++++ Record excerpts ++++

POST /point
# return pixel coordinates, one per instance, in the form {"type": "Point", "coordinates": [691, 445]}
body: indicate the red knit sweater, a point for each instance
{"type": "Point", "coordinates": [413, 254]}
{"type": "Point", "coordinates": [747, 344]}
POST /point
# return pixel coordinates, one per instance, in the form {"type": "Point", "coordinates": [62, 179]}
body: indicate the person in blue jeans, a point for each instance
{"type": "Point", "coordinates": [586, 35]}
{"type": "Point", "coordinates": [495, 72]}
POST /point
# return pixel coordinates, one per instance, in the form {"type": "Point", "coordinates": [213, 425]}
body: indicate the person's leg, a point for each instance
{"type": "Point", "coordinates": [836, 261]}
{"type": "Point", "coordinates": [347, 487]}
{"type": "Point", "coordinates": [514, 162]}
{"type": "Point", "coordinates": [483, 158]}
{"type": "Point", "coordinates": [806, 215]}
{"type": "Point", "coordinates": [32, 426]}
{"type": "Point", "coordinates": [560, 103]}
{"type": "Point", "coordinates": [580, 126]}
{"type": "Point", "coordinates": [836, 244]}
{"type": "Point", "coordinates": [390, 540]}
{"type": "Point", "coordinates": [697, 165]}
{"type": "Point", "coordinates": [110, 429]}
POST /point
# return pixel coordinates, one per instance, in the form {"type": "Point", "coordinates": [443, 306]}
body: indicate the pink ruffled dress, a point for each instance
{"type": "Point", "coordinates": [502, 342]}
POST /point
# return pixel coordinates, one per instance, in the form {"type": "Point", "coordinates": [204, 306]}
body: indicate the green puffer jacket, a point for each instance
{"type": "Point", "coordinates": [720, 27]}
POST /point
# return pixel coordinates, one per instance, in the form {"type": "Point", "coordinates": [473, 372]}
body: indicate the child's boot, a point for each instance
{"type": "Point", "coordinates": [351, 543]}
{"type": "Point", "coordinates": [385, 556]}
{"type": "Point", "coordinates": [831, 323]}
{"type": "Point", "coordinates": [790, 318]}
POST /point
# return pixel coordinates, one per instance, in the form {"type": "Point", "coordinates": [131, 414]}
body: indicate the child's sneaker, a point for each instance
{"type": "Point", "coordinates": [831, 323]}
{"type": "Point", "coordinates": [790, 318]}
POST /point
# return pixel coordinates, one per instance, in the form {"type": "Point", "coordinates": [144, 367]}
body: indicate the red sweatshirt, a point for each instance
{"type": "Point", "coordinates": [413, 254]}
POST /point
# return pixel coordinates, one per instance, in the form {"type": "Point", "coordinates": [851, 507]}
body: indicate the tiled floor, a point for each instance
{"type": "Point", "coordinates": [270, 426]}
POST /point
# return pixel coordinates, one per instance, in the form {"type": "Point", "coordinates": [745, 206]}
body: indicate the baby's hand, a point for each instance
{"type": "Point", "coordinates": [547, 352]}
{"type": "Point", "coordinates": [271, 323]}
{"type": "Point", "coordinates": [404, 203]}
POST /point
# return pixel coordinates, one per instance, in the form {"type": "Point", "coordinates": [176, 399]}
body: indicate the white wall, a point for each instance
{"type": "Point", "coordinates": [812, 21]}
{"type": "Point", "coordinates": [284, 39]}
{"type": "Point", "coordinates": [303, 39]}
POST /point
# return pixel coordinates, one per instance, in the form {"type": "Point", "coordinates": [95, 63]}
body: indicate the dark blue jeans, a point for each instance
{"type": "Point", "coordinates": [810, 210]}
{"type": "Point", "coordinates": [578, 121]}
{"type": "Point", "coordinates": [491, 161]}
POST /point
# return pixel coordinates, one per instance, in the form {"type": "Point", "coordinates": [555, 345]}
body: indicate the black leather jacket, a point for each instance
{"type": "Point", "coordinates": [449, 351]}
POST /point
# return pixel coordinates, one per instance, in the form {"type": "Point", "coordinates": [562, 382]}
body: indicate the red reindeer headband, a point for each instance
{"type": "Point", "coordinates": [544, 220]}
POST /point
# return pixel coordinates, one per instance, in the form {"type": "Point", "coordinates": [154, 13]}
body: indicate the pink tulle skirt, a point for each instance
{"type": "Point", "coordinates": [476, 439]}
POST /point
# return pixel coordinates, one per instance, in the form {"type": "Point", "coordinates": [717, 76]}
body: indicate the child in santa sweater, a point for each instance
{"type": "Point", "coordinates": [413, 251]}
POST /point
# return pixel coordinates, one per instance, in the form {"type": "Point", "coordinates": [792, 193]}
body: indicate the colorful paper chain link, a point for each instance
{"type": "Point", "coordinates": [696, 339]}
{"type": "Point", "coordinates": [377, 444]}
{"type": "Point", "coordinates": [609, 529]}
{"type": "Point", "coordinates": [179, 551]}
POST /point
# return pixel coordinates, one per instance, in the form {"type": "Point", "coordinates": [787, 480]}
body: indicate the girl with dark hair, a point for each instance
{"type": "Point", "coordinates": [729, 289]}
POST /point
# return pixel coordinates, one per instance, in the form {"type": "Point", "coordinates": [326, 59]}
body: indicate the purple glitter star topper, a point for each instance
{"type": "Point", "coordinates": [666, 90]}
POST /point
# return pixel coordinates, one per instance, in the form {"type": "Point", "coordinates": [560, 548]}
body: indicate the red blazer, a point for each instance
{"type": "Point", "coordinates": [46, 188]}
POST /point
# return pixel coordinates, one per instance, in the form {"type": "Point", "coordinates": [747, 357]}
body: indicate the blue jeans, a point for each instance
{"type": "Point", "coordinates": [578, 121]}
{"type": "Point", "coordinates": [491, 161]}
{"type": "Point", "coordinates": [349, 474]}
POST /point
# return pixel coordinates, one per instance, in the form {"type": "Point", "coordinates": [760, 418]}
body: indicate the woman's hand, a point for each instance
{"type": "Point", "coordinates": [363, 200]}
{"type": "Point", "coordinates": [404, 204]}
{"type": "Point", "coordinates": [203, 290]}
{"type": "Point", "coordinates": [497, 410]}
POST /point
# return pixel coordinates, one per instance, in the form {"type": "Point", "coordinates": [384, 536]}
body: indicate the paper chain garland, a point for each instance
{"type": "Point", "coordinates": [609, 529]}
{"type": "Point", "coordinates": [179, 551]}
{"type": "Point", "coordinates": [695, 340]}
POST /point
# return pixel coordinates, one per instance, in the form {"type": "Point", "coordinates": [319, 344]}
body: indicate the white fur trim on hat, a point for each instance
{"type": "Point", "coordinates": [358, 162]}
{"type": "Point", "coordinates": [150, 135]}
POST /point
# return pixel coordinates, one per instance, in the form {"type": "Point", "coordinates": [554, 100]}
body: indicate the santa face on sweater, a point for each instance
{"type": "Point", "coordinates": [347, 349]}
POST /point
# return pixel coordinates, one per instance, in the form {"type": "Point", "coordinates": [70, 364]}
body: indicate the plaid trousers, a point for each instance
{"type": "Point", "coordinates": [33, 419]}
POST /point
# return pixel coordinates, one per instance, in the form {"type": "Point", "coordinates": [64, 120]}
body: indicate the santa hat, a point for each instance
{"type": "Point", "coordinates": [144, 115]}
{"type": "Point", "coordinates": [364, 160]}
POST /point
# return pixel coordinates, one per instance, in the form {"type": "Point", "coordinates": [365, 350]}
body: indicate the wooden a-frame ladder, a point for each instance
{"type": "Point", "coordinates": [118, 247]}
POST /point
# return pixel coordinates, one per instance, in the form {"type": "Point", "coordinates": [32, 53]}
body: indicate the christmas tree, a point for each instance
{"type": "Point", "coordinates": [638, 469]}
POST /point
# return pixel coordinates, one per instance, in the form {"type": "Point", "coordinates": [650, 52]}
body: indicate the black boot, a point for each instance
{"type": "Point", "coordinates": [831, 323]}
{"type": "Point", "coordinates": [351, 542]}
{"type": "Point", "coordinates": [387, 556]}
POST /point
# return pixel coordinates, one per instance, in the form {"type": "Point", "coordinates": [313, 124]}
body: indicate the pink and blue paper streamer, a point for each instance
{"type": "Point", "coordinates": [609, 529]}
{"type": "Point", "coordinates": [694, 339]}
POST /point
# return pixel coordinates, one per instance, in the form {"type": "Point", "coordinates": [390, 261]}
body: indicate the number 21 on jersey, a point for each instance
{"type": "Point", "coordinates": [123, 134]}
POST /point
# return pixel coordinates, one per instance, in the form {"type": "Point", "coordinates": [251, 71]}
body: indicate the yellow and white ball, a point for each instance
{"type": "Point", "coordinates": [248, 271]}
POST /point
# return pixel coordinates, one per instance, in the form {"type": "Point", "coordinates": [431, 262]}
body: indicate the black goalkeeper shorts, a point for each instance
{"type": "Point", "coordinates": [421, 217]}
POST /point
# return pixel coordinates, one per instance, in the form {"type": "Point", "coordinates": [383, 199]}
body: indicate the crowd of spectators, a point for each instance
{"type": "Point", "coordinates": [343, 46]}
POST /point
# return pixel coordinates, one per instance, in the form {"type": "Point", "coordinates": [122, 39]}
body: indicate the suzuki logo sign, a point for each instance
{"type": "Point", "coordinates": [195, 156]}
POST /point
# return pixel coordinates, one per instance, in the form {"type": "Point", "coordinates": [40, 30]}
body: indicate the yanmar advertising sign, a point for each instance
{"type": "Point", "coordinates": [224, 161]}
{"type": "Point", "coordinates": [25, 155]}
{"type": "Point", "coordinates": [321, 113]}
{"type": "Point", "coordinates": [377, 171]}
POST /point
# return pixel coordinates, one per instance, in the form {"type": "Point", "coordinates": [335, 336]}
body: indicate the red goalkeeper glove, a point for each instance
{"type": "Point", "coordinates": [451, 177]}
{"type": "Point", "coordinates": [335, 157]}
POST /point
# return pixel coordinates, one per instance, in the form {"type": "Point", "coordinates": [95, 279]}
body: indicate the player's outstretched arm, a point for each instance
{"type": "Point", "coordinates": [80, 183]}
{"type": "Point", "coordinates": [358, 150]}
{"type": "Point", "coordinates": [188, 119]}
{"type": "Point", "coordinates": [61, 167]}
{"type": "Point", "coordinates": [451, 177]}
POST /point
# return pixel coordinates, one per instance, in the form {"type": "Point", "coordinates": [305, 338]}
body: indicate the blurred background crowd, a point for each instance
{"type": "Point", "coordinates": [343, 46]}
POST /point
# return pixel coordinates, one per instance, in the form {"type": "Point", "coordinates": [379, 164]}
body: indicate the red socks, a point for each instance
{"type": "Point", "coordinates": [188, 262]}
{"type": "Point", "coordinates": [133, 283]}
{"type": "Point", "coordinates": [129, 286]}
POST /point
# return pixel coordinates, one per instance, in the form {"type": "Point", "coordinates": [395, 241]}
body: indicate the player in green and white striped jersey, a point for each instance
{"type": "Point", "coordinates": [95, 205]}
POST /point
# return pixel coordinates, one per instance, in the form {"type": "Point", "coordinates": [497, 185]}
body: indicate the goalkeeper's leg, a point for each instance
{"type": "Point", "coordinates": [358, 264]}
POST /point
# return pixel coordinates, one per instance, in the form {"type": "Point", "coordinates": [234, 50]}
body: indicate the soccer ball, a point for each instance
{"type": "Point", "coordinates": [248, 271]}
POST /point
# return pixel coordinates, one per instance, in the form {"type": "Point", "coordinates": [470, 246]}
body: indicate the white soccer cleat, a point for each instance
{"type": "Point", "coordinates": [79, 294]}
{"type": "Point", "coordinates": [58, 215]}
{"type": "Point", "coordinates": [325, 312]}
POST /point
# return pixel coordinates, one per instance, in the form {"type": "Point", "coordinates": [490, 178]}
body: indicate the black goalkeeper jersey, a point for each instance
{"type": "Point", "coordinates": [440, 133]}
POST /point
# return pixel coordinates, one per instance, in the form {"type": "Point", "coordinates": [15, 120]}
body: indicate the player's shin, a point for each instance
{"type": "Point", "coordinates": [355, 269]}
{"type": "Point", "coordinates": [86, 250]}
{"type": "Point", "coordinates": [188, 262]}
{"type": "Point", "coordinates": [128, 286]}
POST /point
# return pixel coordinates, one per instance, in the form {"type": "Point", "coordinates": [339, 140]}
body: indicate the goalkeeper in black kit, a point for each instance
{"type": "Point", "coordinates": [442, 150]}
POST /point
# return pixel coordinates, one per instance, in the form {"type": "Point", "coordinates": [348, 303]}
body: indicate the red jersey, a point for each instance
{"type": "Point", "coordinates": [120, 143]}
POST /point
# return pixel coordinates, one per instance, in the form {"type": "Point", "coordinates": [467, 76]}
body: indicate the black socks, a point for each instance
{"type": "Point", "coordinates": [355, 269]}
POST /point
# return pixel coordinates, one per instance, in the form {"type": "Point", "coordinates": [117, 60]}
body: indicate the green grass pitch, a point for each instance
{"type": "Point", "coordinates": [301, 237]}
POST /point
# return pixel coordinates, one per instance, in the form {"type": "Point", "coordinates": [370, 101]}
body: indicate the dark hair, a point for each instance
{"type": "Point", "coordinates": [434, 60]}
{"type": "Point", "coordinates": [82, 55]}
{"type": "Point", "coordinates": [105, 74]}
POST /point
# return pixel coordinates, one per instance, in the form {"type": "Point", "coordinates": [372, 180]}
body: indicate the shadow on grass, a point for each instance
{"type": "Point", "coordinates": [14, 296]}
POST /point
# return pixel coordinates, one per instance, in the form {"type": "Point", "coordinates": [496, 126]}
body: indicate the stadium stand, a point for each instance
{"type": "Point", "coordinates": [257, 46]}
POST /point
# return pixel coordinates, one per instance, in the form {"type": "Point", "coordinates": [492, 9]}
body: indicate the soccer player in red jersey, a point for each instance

++++

*Your objective*: List every line in the excerpt that contains the word "grass". Case counts.

*Complete response*:
body: indicate the green grass pitch, a point for each instance
body: indicate the shadow on grass, a point for each instance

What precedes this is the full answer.